(Rows from a pointing dataset)
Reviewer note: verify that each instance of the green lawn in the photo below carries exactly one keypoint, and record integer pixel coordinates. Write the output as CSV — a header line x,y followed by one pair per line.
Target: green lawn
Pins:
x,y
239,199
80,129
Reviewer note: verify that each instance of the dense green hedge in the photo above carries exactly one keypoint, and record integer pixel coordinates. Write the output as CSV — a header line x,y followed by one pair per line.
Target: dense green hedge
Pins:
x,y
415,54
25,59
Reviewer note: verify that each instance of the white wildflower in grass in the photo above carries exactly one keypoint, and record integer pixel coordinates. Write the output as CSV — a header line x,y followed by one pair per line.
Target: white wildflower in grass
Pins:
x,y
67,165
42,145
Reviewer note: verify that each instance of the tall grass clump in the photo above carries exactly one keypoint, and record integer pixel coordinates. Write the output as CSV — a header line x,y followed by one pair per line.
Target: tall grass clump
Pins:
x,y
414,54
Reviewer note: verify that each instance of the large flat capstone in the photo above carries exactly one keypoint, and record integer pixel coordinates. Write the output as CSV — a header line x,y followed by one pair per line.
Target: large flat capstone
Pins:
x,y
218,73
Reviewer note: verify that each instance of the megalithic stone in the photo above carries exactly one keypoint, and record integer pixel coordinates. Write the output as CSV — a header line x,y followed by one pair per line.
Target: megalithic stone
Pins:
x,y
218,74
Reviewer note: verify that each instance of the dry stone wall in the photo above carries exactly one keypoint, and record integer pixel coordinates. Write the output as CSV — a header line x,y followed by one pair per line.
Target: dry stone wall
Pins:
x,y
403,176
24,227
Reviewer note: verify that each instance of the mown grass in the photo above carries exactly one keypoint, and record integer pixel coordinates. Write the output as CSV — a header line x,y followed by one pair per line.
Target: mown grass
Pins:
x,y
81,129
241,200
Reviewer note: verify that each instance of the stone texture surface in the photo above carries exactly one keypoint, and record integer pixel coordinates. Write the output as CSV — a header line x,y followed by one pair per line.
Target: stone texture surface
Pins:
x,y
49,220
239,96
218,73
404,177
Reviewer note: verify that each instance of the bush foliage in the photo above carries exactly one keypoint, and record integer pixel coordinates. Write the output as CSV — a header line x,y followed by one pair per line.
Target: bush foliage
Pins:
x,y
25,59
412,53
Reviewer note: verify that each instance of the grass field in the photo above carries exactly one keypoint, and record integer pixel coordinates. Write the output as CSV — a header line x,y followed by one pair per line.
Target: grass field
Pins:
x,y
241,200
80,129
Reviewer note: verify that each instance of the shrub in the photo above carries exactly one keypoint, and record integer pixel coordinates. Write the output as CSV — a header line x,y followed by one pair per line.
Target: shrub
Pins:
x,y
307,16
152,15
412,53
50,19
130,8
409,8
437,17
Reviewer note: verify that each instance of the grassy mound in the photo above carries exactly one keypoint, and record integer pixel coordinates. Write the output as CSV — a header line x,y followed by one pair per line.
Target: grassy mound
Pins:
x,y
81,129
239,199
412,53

# DIRECTIVE:
Please change every "Pins" in the items above to "Points" and leave all other text as it is.

# ANSWER TO THE TASK:
Reviewer note: verify that each instance of the green lawn in the photo below carries exactly one keypoint, and record integer pixel coordinates. Write the output as CSV — a header line x,y followed by one pair per line.
Target: green lawn
Points:
x,y
239,199
80,129
Reviewer note: verify that each instance of the dense green hedge in the photo above carries exactly one keypoint, and record integer pixel coordinates. Write the output as CSV — a header line x,y followed by one pair per line.
Target: dense green hedge
Points:
x,y
415,54
25,59
Reviewer note: verify that each instance of the white wildflower in grass in the photo above carries exactly one keypoint, and record integer pixel coordinates. Write the output as CSV — a header line x,y followed by one pair per line.
Target: white wildflower in grass
Points:
x,y
67,165
42,145
Reviewer note: verify that each instance of the tall grass clump in the photo above carries exactly one keypoint, and record integer pixel coordinates. Write the output as CSV — a header line x,y followed by one pair per line.
Target: tall grass clump
Points:
x,y
414,54
Reviewer note: verify that each instance of the large flat capstone in the photo above carries exactly one keypoint, and record integer pixel coordinates. Write the output as CSV — a header line x,y followed by one pair per line.
Target: large flat capstone
Points:
x,y
218,73
Reviewer note: verify that each instance of the megalithic stone in the photo above carries exactly one keypoint, and record integer pixel coordinates. Write the output as CSV — a header line x,y followed by one pair per line.
Target: megalithic stone
Points:
x,y
218,74
Reviewer note: verify that each instance of the dry stone wall in the photo above carries exactly one keypoint, and record integer pixel coordinates. Write the output as CSV — a header line x,y followed by one pair per line.
Target: dry stone wall
Points:
x,y
403,176
24,227
Reviewer note: verify that each instance of the mown grass in the photo above carries exactly one keypoint, and record integer pixel coordinates. Write the output as CSV — a header line x,y followed by one pair per line.
Target: mown grass
Points:
x,y
81,129
241,200
Reviewer note: verify that each instance of the stone texture surface in the photo above carries exactly one keypoint, and record integer pixel coordinates. Write the output as CSV — a header line x,y followed by one pair per line.
Target: stone texture surface
Points:
x,y
49,220
239,96
218,73
404,177
Reviewer note: verify that each instance of the bush foliage in the photo above carries exactly one keypoint, and record integer pixel coordinates. Write the output as CSV — a header line x,y followed by one pair per line.
Target: bush foliage
Points:
x,y
25,59
412,53
Reviewer note: verify that each instance of the grass field in the photo above carries exactly one keypoint, and record integer pixel coordinates. Write the output as CSV — a header line x,y followed by one pair per line.
Target: grass field
Points:
x,y
241,200
80,129
Reviewer note: verify that each instance of the shrub in the photo above carries exactly one keypoint, and record integer pixel coordinates. Write the output as CSV — a header line x,y followed by one pair per line.
Target: shrub
Points:
x,y
307,16
152,15
412,53
50,19
130,8
409,8
437,17
Reviewer note: verify that each instance of the grassy mound in the photo above carries exactly one keypoint, and record integer pixel coordinates. Write the output as CSV — a header line x,y followed by one pair per line.
Target: grassy mound
Points:
x,y
81,129
239,199
412,53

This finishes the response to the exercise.